## What to do
Retype word for word the lines in the records below, from the line with "indicate the grass" to the line with "[(116, 203)]", including both of those lines.

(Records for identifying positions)
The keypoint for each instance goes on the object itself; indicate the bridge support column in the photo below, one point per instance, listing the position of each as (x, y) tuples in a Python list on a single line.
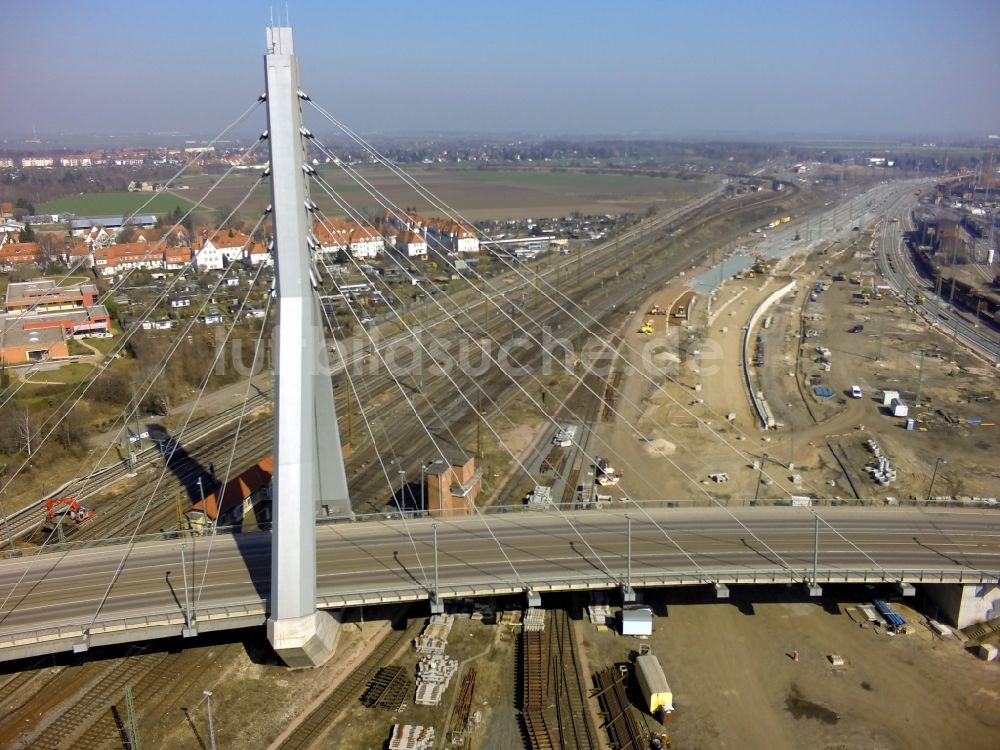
[(309, 465), (534, 598), (306, 641), (966, 604)]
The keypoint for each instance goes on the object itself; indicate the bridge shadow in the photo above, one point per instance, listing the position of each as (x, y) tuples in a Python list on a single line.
[(197, 481)]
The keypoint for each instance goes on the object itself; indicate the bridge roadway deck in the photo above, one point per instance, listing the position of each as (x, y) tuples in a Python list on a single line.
[(59, 601)]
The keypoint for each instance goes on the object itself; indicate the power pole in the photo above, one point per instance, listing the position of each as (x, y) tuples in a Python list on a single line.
[(881, 334), (133, 720), (350, 415), (816, 551), (920, 379), (211, 724), (479, 425)]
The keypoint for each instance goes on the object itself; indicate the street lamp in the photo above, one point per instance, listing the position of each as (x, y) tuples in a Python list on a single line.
[(760, 478), (211, 725), (933, 477), (423, 499)]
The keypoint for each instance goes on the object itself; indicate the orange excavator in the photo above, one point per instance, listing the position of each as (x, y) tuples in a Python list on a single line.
[(69, 507)]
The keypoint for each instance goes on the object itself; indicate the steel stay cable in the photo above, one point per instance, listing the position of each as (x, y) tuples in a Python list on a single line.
[(184, 168), (236, 436), (38, 553), (85, 385), (434, 442), (427, 195), (489, 426), (579, 378), (378, 454), (131, 540)]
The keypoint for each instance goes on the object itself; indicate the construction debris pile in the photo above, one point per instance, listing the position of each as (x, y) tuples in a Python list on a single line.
[(880, 469), (411, 737), (435, 635), (434, 670), (534, 620), (599, 614), (434, 673)]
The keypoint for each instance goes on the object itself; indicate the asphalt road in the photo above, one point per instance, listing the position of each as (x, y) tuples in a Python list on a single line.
[(394, 559)]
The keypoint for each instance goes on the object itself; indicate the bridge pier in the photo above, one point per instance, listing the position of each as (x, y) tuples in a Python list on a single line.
[(309, 465), (307, 641), (966, 604)]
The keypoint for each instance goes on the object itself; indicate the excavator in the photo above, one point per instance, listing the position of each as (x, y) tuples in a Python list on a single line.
[(68, 506)]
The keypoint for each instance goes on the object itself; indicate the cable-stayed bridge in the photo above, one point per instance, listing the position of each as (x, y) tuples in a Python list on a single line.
[(295, 572)]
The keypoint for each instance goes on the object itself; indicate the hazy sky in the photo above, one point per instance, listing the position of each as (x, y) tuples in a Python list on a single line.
[(545, 66)]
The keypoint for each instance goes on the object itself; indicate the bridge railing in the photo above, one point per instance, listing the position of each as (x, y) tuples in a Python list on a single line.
[(236, 614)]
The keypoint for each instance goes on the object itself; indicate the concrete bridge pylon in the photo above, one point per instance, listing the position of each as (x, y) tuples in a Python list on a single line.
[(309, 473)]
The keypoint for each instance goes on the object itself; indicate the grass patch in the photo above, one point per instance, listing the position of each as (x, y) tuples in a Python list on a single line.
[(116, 203)]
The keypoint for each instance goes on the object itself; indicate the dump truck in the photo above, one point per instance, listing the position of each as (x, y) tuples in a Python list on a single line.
[(57, 506), (604, 473), (653, 683)]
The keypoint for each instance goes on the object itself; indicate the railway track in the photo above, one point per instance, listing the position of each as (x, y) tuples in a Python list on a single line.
[(69, 728), (320, 720), (576, 730), (553, 696), (368, 487), (624, 731)]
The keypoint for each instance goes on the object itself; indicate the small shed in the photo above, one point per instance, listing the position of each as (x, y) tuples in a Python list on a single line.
[(637, 621), (653, 684)]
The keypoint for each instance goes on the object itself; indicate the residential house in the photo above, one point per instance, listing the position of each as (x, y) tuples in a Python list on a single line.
[(10, 230), (176, 258), (126, 256), (219, 250), (16, 253), (450, 236), (453, 485), (411, 244), (44, 296), (258, 253)]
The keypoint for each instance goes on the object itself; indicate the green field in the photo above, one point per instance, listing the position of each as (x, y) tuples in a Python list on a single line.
[(109, 204)]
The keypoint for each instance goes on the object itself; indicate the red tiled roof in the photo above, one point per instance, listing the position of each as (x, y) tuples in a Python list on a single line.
[(19, 252), (236, 490)]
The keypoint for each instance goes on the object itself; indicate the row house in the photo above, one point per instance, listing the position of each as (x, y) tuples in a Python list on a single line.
[(37, 161), (220, 250), (451, 236), (411, 244), (257, 254), (78, 255), (97, 236), (76, 161), (10, 230), (335, 235), (126, 256), (16, 253)]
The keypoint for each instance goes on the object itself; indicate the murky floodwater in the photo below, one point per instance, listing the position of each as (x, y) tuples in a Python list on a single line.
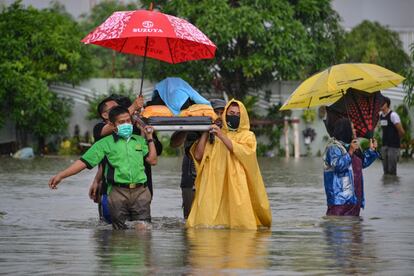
[(57, 232)]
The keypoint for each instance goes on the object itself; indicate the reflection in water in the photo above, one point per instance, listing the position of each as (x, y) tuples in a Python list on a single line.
[(216, 249), (123, 252), (346, 246)]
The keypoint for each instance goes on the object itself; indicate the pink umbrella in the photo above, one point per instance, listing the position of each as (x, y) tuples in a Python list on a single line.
[(153, 34)]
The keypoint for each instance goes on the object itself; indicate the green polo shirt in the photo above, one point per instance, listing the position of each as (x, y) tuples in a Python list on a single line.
[(125, 159)]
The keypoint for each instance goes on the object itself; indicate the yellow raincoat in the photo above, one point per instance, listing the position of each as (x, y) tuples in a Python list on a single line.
[(229, 187)]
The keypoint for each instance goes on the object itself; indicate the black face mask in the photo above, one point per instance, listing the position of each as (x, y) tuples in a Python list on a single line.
[(233, 121)]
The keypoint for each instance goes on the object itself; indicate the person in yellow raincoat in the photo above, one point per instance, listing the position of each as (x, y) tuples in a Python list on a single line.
[(230, 191)]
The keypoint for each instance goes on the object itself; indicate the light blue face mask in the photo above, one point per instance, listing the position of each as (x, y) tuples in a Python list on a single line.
[(125, 130)]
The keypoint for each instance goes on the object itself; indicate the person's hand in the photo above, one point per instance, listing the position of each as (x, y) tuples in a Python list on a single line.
[(353, 146), (54, 181), (373, 144), (216, 130), (139, 102), (94, 191)]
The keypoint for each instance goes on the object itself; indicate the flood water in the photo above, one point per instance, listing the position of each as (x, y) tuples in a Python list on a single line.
[(57, 232)]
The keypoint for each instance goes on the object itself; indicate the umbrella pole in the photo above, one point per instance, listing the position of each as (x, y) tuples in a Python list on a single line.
[(360, 113), (143, 65)]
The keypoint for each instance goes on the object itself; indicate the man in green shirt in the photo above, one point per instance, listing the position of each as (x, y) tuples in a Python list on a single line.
[(128, 196)]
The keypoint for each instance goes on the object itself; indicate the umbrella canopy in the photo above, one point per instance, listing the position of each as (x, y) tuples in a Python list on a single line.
[(331, 84), (153, 34), (360, 107)]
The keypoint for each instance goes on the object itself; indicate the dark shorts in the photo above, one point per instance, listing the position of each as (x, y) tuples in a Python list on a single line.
[(129, 204)]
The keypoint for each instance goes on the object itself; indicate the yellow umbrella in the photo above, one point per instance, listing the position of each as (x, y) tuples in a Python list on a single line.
[(328, 86)]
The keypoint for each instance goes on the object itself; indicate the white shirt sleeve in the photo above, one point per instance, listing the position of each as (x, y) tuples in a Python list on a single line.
[(395, 118)]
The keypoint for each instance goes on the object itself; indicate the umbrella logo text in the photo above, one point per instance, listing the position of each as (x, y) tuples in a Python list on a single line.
[(147, 28), (147, 24)]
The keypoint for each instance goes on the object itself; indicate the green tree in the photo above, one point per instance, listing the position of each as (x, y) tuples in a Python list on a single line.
[(38, 47), (371, 42), (257, 42), (110, 63), (322, 24)]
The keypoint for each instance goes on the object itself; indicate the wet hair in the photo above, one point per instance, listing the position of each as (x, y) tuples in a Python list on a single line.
[(115, 112), (124, 101), (102, 104), (387, 101), (343, 130)]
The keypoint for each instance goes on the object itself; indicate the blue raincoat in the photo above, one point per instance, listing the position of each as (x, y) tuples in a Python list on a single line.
[(338, 174)]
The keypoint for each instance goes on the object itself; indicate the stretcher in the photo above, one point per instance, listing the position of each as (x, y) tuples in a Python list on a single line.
[(194, 118), (197, 123)]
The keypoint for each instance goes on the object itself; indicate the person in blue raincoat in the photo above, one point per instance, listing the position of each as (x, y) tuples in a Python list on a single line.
[(343, 164)]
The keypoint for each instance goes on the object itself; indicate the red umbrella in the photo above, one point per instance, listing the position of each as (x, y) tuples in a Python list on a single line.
[(153, 34)]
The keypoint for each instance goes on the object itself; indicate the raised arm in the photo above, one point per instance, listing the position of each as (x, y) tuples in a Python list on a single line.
[(216, 130), (152, 157), (75, 168), (201, 145)]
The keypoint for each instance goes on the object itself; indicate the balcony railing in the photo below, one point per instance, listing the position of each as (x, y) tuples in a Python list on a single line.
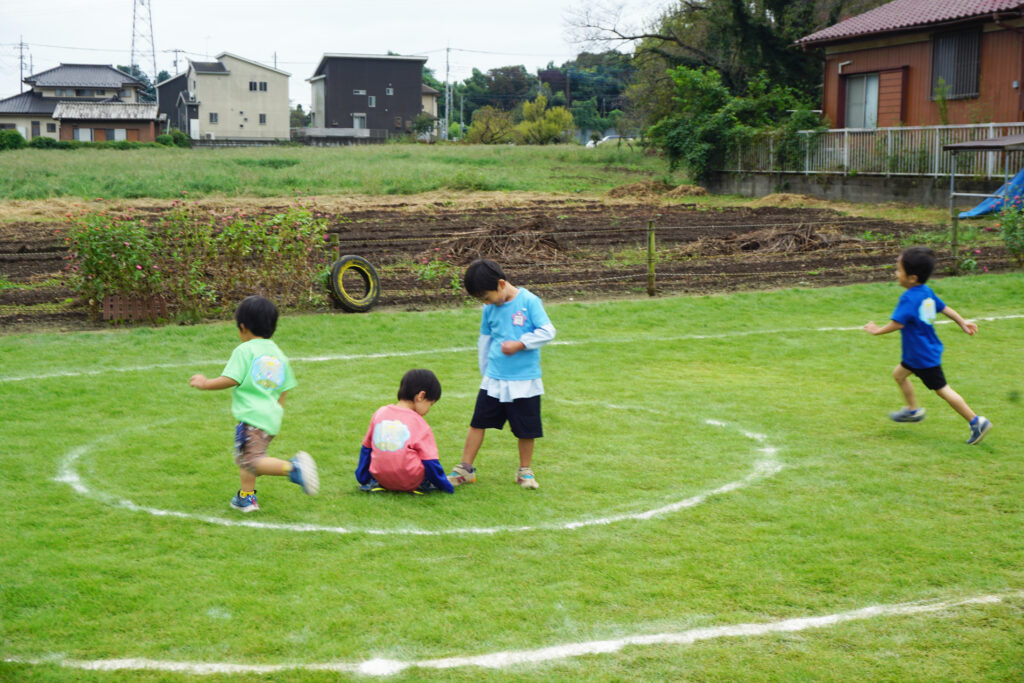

## Answer
The keypoint for each instance goes on the object itself; indicate the grass patch in the photo above, one point per instance, listing the position of each as (x, y) tuples in a Python list on a single line.
[(116, 203)]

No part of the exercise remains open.